### WORK INSTRUCTION A
From the text on brain myths, copy the part from "She added that" up to and including "or the other.".
### WORK INSTRUCTION B
In the text on brain myths, what two kinds of people does the right- or left-brained idea divide the human race into?

### TEXT PROVIDED

+ + +

She added that psychologists do believe that you can make your brain more efficient and improve different cognitive skills, but it’s simply untrue that a huge portion of your brain is sitting there in the off position. “Any part of your brain that isn’t used will whither and die,” she said.
Myth: You are either right- or left-brained dominant.
This idea is responsible for dividing the entire human race into either creative (right-brained) or logical (left-brained) people. The myth is rooted in proven science (that certain areas and sides of our brains control specific functions) that was hijacked by pop-psychology and twisted into the notion that our personalities are determined by how much we use one side or the other.
"In reality, we are all whole-brain users." said Shelton. "But this myth helps people define their differences, similar to calling someone male or female. So if you define yourself as right-brained, it immediately connects you with a set of predetermined qualities."

+ + +

### ENTRIES PROVIDED
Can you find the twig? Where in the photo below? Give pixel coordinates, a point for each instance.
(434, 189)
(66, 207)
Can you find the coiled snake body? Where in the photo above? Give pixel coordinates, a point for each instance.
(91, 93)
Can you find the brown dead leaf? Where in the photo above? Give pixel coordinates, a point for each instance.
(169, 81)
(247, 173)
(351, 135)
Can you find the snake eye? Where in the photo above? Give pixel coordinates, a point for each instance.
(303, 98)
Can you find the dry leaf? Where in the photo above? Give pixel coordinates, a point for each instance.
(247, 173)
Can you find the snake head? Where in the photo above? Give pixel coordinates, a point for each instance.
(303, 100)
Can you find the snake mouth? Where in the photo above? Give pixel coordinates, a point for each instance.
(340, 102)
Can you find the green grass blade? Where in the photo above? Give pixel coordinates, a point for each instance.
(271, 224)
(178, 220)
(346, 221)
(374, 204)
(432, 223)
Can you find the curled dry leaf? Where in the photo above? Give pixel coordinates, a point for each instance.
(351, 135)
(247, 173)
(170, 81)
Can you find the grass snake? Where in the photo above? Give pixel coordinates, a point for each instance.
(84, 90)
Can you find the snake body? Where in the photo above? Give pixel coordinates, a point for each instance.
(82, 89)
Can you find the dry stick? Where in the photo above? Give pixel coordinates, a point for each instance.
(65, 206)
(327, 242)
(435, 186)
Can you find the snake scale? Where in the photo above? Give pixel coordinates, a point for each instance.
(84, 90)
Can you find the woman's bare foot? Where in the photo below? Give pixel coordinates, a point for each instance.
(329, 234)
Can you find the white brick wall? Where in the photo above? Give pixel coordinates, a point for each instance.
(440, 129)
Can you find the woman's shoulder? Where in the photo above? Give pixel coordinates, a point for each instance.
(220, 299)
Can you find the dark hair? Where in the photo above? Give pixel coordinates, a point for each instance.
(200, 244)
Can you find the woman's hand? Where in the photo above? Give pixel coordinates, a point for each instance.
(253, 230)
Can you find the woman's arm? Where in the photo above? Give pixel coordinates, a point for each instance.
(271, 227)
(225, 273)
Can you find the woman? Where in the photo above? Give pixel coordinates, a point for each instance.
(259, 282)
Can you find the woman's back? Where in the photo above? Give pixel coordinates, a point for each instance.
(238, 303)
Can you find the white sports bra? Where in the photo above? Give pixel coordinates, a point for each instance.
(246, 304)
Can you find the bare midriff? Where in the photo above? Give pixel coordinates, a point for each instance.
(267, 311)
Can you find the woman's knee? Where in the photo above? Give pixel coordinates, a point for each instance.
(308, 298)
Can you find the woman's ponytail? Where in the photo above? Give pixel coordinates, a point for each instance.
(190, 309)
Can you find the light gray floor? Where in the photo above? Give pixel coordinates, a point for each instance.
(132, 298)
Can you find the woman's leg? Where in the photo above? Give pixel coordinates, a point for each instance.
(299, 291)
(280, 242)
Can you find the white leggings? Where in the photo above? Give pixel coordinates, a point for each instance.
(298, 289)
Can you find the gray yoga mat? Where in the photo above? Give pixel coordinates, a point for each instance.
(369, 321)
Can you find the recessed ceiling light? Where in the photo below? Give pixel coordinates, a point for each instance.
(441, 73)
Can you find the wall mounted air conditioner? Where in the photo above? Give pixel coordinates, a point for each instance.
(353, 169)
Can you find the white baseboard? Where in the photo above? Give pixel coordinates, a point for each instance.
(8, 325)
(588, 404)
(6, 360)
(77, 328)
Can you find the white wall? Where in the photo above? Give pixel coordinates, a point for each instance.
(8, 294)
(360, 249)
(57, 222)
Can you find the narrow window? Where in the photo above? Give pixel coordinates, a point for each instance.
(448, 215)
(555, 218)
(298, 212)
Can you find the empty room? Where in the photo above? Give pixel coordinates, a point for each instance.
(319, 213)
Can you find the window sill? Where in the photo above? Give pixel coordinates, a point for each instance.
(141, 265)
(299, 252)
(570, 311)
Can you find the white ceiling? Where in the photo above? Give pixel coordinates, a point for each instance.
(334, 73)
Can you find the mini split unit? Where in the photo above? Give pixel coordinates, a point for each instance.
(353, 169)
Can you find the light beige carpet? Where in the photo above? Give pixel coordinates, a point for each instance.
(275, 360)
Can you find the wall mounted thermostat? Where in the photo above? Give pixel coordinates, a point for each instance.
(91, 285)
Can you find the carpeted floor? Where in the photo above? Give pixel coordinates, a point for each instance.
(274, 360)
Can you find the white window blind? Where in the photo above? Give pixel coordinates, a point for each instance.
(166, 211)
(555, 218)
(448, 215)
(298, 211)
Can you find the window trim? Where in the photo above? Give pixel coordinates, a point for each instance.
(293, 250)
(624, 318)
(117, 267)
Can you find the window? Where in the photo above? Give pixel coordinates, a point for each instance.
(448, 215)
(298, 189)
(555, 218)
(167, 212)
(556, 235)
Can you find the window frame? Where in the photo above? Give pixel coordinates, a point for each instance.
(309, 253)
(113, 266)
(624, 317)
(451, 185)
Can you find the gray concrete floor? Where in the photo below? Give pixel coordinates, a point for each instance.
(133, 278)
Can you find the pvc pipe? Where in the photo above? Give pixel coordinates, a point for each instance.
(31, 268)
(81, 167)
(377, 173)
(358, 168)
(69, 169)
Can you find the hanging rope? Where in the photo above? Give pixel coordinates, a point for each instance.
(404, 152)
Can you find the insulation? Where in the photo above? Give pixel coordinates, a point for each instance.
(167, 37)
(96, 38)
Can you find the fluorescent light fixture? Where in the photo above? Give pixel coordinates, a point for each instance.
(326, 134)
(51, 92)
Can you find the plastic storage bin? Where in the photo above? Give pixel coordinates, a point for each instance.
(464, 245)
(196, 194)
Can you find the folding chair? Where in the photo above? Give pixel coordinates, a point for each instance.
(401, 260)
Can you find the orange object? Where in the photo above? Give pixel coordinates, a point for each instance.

+ + +

### EXERCISE SOLUTION A
She added that psychologists do believe that you can make your brain more efficient and improve different cognitive skills, but it’s simply untrue that a huge portion of your brain is sitting there in the off position. “Any part of your brain that isn’t used will whither and die,” she said.
Myth: You are either right- or left-brained dominant.
This idea is responsible for dividing the entire human race into either creative (right-brained) or logical (left-brained) people. The myth is rooted in proven science (that certain areas and sides of our brains control specific functions) that was hijacked by pop-psychology and twisted into the notion that our personalities are determined by how much we use one side or the other.

### EXERCISE SOLUTION B
Creative (right-brained) people and logical (left-brained) people.